PROBLEM TO WORK ON.
Return the records that follow unaltered. Omit every picture.

DATA TO USE.
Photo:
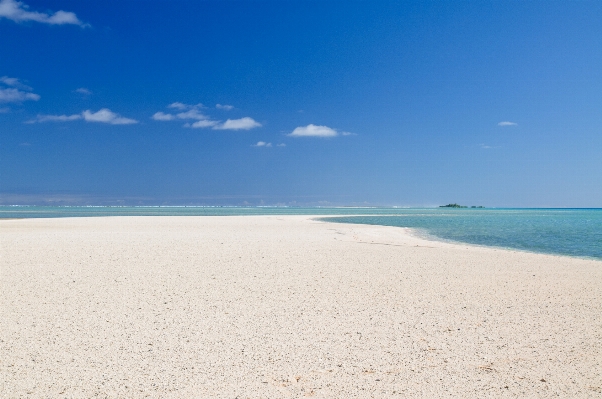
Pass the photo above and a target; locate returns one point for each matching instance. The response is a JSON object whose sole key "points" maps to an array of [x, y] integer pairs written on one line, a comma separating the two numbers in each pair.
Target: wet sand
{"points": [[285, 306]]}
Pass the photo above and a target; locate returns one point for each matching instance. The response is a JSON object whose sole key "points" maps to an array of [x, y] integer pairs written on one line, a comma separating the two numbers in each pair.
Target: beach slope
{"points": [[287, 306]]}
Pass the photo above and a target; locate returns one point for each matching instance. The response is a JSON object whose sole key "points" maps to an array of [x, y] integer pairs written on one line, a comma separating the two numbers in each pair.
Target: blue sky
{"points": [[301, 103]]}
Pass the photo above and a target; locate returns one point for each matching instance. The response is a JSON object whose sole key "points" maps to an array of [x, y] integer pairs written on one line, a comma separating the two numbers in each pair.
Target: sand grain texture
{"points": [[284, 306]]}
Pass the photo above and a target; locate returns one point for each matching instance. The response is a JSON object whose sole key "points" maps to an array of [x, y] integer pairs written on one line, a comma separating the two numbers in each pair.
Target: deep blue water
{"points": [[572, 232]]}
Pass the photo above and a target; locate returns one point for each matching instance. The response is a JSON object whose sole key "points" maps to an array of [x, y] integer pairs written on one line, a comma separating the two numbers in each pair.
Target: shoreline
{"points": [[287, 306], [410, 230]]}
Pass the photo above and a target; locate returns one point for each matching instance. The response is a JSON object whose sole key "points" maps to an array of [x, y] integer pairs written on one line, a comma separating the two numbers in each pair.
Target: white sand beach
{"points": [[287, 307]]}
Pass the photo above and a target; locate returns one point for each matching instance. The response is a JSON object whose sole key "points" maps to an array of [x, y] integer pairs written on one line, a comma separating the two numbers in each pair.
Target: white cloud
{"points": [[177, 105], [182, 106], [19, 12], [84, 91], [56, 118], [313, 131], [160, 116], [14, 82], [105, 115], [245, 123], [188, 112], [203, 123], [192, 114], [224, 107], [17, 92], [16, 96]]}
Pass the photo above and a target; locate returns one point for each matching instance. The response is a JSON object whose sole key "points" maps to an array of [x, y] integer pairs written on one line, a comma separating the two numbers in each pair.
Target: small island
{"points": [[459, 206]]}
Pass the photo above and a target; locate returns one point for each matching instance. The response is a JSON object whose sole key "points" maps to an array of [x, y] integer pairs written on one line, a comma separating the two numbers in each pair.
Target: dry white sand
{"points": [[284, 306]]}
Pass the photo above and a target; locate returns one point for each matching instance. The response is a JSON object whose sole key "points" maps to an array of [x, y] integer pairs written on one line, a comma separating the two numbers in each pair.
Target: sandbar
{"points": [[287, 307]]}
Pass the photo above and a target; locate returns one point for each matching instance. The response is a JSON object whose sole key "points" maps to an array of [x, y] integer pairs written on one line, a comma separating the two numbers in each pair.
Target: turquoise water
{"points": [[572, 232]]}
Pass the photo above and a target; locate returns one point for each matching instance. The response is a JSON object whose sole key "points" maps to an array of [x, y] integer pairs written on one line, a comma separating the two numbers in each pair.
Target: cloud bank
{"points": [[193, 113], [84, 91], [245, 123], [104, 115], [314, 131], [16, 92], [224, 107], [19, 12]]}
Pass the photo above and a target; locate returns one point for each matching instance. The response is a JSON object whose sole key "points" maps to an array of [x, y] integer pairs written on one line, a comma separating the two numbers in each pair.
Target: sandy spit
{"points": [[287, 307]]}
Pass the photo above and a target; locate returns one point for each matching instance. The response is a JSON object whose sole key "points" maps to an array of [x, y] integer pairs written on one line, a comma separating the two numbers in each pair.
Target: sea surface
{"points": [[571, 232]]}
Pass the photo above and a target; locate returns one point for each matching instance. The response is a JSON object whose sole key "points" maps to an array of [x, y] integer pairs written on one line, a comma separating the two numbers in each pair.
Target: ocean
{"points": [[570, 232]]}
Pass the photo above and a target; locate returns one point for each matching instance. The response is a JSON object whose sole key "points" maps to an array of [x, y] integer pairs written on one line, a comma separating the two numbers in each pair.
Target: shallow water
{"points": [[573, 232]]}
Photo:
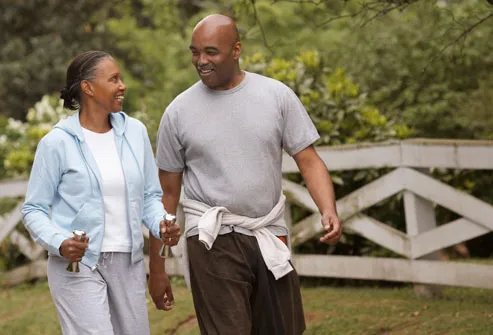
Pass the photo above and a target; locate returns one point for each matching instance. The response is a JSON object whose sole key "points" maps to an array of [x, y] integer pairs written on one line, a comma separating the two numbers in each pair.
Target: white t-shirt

WRITTEN RESPONSE.
Photo:
Pass the photo above and a target; locate returns one point for each matching instance. The response is a JSON object whose sole key "points" maps to an array of [x, y] integer pairs written on one line, a comma separating the two numbers in each pair.
Target: wet sand
{"points": [[285, 306]]}
Pass the photo above and a target; locate returns one point for each matching instance. The response is a JSON object whose sole key "points" maps to an array of [x, y] integer pairs written on one line, a comma separating the two numbers in each pair.
Target: beach slope
{"points": [[287, 306]]}
Pass the photo above and a target; locate returns one point for each matching instance. The response is a JSON object whose sole key "points" maps to an array of [x, y] integer pairs written on one line, a comma separating the two numbers in each pair.
Target: blue sky
{"points": [[301, 103]]}
Pass the photo above and a target; locate returns one point for each matching instance. The response is a JSON object whose sole key "points" maps to an array of [x, y] integer pairs written on one line, a comma separating the two numbers in each pair.
Target: sand grain texture
{"points": [[284, 306]]}
Pass the photo above and a target; locate returns one point for each matching instance. The response is a JSON object whose sole key "points" maps to an array of [x, y] integer pairs written on one line, a comma separating the two numbers in each pair.
Target: deep blue water
{"points": [[572, 232]]}
Pass the photo above and a target; locate returns one point for each matching instance. The response is a JSON object whose sole key "points" maps to an array of [x, y] integer pairs written on one line, a comma separating the two numbers in each pair.
Target: shoreline
{"points": [[287, 306], [410, 230]]}
Pass the photo above and a target; locate returns one point for each matching instance. The response is a JSON object whose sole key "points" maps to an array of [x, y] integer pairs written on one line, a comma separating the two numbers in each pair.
Target: white sand beach
{"points": [[287, 307]]}
Pass the photo above and a target; locate returns one point for each matching instance. The response is a JSON object whose sole key "points" maps to an array of [x, y] integer pairs written on one line, a comma separating the two numbers in each pair.
Target: white cloud
{"points": [[177, 105], [182, 106], [19, 12], [84, 91], [56, 118], [313, 131], [160, 116], [14, 82], [105, 115], [245, 123], [188, 112], [203, 123], [192, 114], [224, 107], [17, 92], [16, 96]]}
Pass the photo above and a target; locate returns one point for each matching instance. The response is a JSON object whose sole key "points" maps to an array of [x, y] integer pairs written on one line, a comma separating the two numbers in each pair.
Target: small island
{"points": [[459, 206]]}
Pass the photo above and a target; locate returns one point for each matching instance. The response is a JSON object whose sole key "points" maps to an array of [x, y] integer pairs written on one line, a comma separating the two numbers in each pair.
Target: dry white sand
{"points": [[284, 306]]}
Pass the photo above and a target; locate returns one point for each matching instance. The response is a JSON object whose sole key "points" maps to an array of [x, y] integer pairs written on one line, a comma separating the two numbers in each pair.
Target: sandbar
{"points": [[287, 307]]}
Pass the photo above and a target; locate returns one point for each matching instance. The response is a JSON object whose sole key "points" maps to an array of [x, y] integer pairs written on one line, a comma separating the two numbers in each pair.
Target: turquoise water
{"points": [[572, 232]]}
Pass the photo above and a target; locate returns one point for each matching instance. The response is a JSON object whose sole key "points" maps to an array of [x, y] integer pairs written on one line, a comma separating the two numbers in each pair.
Target: cloud bank
{"points": [[193, 113], [84, 91], [245, 123], [104, 115], [314, 131], [16, 92], [224, 107], [19, 12]]}
Pass the photo above and a target; locate returns one point for each matching instance. The response is a JSON object whose sole key "points" maps to an array of [x, y] integer pairs written on one line, a comma separating the two numbers in each pair.
Target: sandy spit
{"points": [[287, 307]]}
Pass the photo above and a target; locate returns one point for each matching instance. The response is a JSON object whose sole key "points" maps to an array of [x, y] integer pairs written on one line, a comma separating the two numbers in each pair.
Target: sea surface
{"points": [[571, 232]]}
Pass the photo above and a target; locate returns one point for each matching instance. The response is a JSON object whose sole key "points" maps to an array of [x, y] integer pairs written on one line, a comma separating the two numbers in each pair.
Target: ocean
{"points": [[570, 232]]}
Pass the photo above and a target; locate returns one point for each matching instance. The response is a JSON object whose sole key "points" maps to an array of [x, y] integer pairs written on one line, a comma separating the two numbers in each pair.
Target: shallow water
{"points": [[573, 232]]}
Photo:
Pass the photo above and a target; locate returns one point for each matching instance. The response is a JSON object whose sole key "points" maps to an array of [x, y] integer pairs written on one line, a comma separating the two numbers in each pair.
Target: white t-shirt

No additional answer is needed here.